WHAT THE TASK REQUIRES —
Please select every line of the data below that contains the string "embassy", treating uppercase and lowercase letters as different.

Point labels for objects:
________________

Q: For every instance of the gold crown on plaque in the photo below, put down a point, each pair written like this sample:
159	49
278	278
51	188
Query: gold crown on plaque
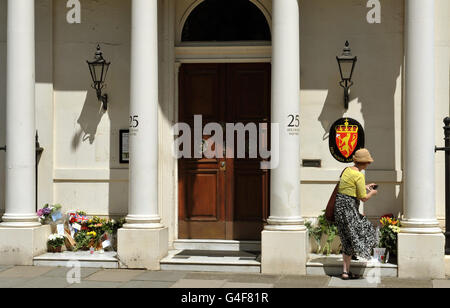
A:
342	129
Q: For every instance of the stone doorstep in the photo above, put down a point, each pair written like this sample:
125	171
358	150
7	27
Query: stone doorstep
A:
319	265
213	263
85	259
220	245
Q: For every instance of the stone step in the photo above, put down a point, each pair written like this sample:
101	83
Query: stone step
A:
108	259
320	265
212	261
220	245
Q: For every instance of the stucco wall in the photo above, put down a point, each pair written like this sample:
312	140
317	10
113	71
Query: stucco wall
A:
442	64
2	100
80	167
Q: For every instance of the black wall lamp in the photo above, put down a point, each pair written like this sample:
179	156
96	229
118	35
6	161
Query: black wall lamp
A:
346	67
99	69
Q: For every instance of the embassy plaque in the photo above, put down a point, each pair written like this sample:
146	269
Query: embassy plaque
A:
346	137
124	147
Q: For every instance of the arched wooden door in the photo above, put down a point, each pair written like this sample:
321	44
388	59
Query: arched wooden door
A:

________________

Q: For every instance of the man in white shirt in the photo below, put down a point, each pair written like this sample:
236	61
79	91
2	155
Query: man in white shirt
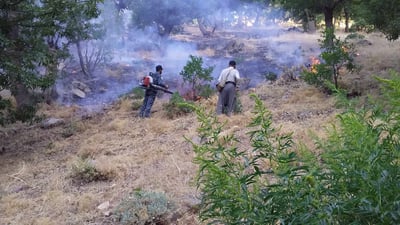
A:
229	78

________________

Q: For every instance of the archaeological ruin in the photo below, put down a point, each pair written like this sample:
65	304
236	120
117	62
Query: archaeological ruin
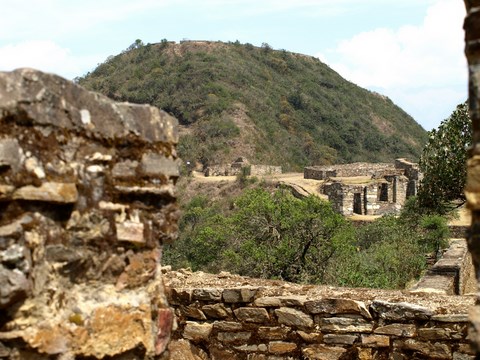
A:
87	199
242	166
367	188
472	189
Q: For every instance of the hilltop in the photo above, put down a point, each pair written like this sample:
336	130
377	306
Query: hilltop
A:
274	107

________________

SOLUTION FOR THIS PROBLEM —
Q: For every instance of the embassy plaque in the photo above, put down a point, each pair written like this sample:
Query: embassy plaque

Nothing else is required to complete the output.